TASK OBJECTIVE:
Once you find the line with "Expected: the position of each instance of the forest" in the data that follows, repeat it and every line after it exactly, through the line with "Expected: the position of each instance of the tree".

-=-=-

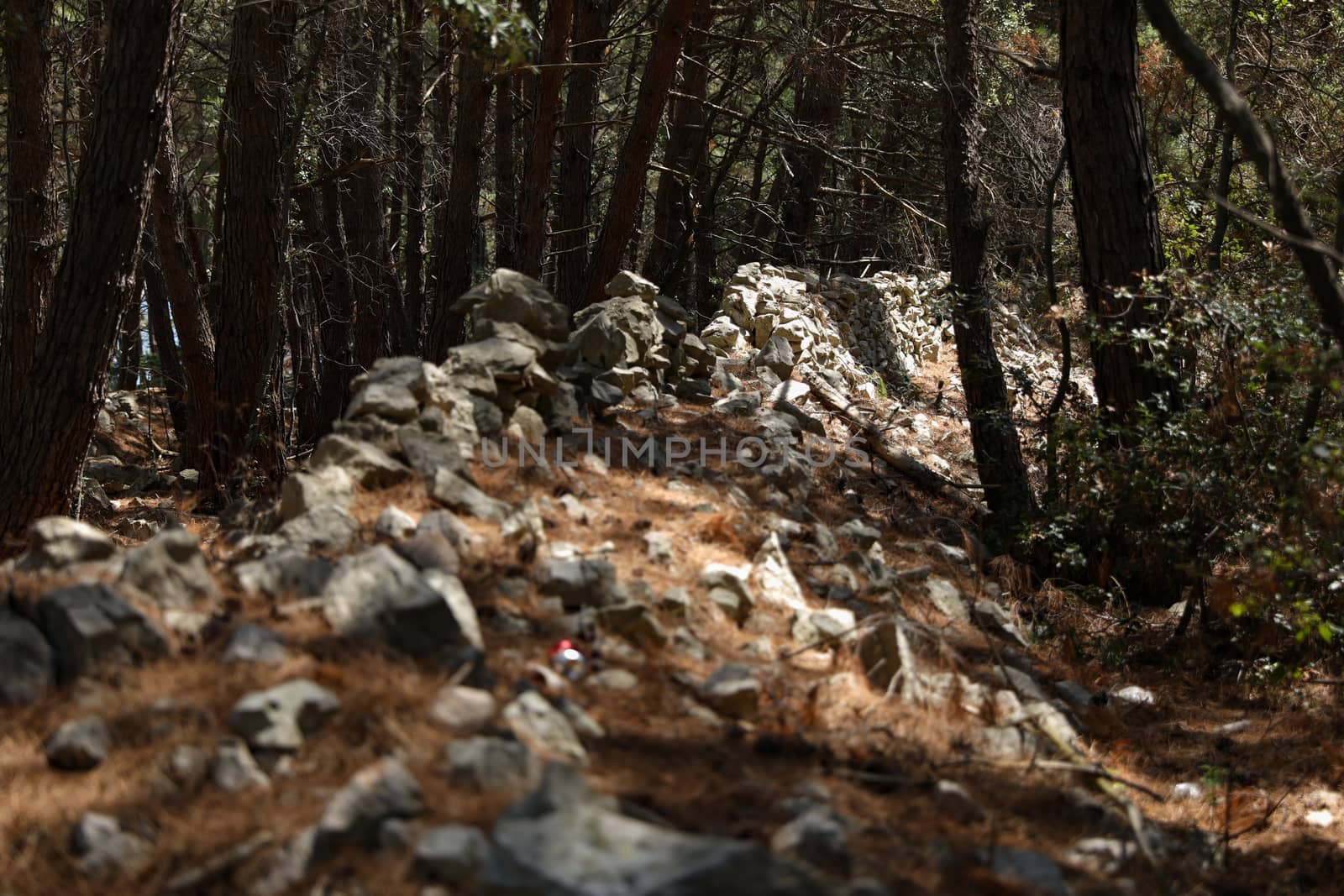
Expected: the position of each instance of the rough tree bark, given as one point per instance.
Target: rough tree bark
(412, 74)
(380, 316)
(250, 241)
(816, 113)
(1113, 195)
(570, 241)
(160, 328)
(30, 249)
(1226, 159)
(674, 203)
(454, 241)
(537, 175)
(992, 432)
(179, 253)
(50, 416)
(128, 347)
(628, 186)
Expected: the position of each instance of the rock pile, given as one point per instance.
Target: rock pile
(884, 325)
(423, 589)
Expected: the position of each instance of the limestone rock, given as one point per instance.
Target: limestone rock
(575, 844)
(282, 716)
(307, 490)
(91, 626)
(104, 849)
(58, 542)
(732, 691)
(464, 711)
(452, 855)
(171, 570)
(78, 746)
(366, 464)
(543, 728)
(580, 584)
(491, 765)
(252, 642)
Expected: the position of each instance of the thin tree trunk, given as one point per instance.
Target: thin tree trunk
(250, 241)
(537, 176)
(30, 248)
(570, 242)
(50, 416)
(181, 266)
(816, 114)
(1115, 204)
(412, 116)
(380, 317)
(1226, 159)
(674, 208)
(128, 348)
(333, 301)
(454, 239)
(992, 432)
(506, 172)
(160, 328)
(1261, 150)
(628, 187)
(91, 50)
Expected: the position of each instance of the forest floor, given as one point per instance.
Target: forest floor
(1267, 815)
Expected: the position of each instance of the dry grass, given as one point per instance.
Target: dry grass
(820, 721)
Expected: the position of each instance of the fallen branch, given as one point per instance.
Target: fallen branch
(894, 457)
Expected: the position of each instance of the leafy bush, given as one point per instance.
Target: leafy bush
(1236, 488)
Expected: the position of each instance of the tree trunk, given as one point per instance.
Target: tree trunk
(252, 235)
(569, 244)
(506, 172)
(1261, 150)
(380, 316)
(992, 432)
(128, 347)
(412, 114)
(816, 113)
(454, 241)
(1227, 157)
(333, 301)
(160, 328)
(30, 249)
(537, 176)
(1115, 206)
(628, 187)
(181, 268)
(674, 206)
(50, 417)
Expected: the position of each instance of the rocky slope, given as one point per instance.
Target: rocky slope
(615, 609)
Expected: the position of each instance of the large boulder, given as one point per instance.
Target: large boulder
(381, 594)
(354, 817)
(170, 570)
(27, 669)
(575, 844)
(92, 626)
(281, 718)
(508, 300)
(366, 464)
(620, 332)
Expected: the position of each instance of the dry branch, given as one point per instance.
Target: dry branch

-=-=-

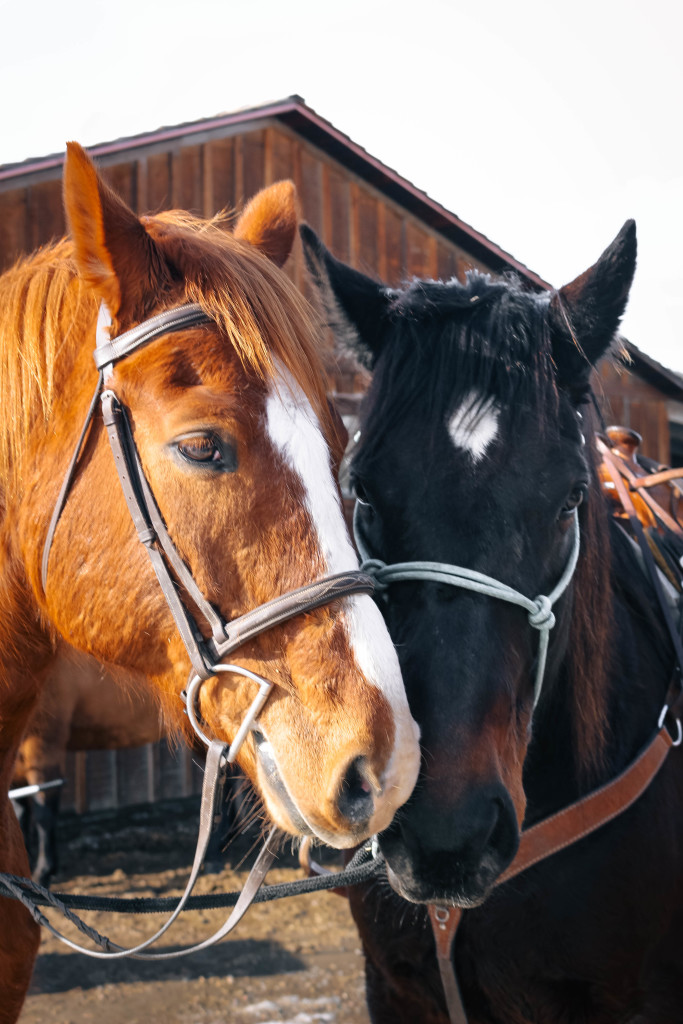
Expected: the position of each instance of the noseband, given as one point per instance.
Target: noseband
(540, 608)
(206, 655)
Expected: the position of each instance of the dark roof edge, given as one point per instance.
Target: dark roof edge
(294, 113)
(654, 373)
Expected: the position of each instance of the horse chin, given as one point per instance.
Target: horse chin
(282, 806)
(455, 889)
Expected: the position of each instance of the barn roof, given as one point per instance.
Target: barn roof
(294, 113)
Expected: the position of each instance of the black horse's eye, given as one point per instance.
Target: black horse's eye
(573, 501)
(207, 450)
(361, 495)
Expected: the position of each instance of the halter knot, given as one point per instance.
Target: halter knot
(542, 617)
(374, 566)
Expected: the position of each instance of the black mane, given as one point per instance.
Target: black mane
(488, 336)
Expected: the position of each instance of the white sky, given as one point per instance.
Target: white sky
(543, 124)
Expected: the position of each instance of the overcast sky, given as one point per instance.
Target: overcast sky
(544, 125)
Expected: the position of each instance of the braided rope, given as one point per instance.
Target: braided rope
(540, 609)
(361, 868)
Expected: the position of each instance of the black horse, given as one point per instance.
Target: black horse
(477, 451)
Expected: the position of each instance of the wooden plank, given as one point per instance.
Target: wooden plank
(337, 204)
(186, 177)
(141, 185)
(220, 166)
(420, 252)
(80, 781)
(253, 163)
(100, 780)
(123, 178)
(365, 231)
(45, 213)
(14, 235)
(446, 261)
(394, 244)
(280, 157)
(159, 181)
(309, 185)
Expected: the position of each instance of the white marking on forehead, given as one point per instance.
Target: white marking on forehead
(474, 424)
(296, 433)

-=-=-

EXERCISE ANSWER:
Expected: the position of each instance of the forest floor, given as one point per instance.
Target: forest floor
(1267, 815)
Expected: the position of each instance of the dry grass, given as one point per instance.
Target: dry grass
(820, 721)
Expected: the position of each instance of the fallen branch, given as one point per instance.
Target: fallen branch
(894, 457)
Expected: the position of each instance of the leafy bush, given as one point per instance.
Target: leafy bush
(1236, 488)
Expected: the position of each instance of the tree trunk, given as one point per instance.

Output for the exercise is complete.